Record set:
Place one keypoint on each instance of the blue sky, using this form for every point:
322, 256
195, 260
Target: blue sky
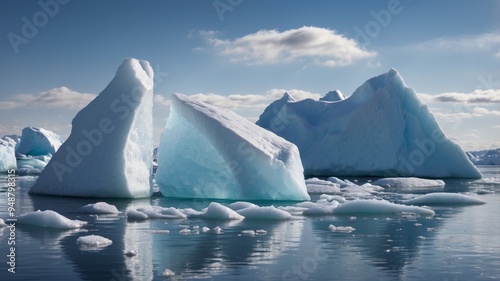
242, 54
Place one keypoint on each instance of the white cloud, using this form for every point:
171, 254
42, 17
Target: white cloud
486, 41
323, 46
61, 97
244, 101
477, 96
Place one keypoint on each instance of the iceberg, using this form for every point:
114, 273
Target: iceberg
443, 198
211, 152
7, 157
408, 182
38, 141
108, 153
382, 129
49, 219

Exercise details: Copy every line of the entries above word for word, leaving out the pictures.

Exercise solution:
Place one keypoint on each instance of the blue sky, using this form for every point:
322, 256
195, 260
Target: blue sky
242, 54
Place one keypoint on each instance of the white cloud, using this form for every point:
171, 254
42, 17
Target: white cloud
486, 41
323, 46
61, 97
244, 101
477, 96
Place one keypoint on each instance of the iceberg, using this form for every point:
114, 273
Target: iceberg
443, 198
211, 152
7, 157
408, 182
38, 141
108, 153
382, 129
49, 219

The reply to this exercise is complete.